What is expected:
Using the data that follows, say how many lines contain the word "chocolate", giving the number by itself.

--- Records shown ---

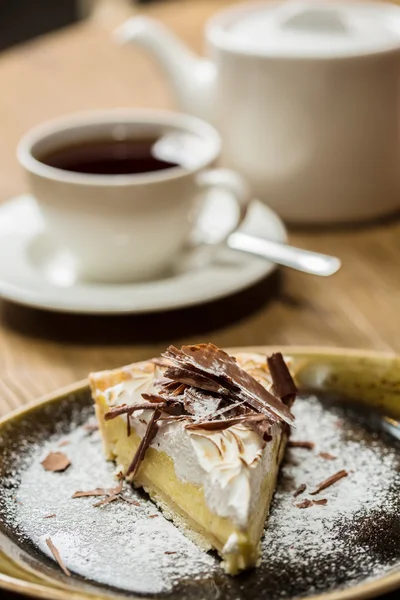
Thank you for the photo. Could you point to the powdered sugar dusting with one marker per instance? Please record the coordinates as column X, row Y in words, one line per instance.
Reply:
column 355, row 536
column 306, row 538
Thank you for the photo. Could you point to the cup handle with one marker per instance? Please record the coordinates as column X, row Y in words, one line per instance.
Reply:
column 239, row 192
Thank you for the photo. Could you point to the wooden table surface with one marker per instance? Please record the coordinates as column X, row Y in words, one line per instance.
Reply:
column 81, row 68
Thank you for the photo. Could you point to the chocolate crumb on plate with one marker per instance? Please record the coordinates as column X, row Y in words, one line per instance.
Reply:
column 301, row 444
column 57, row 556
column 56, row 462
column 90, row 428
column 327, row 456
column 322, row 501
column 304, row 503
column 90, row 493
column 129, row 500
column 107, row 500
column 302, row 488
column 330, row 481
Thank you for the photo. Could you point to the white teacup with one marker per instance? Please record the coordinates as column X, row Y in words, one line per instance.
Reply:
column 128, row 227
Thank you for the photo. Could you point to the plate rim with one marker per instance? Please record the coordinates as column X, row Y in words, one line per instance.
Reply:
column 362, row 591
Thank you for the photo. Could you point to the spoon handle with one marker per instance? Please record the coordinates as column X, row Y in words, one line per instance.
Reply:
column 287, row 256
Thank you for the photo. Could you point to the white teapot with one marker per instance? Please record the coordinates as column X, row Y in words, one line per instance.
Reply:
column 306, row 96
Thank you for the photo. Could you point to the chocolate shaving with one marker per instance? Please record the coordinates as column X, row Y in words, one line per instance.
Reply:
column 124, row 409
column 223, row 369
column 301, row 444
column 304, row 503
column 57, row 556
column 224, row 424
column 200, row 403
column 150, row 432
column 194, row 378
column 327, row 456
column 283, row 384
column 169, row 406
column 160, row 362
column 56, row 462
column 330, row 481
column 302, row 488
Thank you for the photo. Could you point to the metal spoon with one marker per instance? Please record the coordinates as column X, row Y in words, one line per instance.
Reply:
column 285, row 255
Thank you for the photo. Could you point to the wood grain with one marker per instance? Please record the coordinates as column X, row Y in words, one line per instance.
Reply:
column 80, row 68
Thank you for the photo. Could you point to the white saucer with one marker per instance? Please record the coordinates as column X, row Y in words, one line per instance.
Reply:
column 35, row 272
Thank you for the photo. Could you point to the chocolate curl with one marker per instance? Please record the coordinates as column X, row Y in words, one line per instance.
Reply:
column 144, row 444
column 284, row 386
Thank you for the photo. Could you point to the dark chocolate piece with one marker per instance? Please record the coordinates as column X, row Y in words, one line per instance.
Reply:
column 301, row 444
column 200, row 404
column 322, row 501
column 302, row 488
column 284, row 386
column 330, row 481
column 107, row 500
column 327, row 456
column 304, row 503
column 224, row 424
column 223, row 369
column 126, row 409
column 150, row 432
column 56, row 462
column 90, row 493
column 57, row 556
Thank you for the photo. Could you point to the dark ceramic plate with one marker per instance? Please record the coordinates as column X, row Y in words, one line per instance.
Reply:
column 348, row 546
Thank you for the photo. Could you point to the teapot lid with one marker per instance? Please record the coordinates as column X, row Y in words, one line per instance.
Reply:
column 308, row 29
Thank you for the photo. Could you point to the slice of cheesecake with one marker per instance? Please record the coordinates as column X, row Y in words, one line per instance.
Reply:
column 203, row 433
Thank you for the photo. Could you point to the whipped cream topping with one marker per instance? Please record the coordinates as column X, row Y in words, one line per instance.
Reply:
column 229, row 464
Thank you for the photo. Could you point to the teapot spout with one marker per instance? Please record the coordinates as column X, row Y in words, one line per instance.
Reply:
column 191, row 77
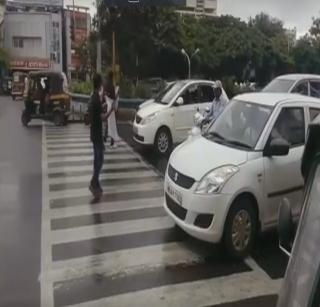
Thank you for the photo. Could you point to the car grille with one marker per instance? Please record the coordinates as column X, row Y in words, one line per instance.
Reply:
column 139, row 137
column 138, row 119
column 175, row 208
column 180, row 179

---
--- Records shown ---

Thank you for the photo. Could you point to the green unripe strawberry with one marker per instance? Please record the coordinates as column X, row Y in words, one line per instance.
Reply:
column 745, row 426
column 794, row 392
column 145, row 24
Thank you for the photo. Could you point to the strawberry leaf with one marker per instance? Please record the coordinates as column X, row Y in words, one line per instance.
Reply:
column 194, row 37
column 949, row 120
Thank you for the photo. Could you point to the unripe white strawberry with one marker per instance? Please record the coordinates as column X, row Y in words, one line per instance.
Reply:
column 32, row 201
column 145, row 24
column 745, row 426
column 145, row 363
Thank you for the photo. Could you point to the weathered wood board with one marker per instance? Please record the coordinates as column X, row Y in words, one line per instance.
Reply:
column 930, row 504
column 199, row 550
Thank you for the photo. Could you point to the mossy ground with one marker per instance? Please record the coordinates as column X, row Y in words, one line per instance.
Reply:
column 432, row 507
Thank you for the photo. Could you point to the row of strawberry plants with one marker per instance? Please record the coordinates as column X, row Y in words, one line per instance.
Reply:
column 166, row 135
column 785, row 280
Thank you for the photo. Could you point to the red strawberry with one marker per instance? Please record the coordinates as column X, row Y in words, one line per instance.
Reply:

---

Task response:
4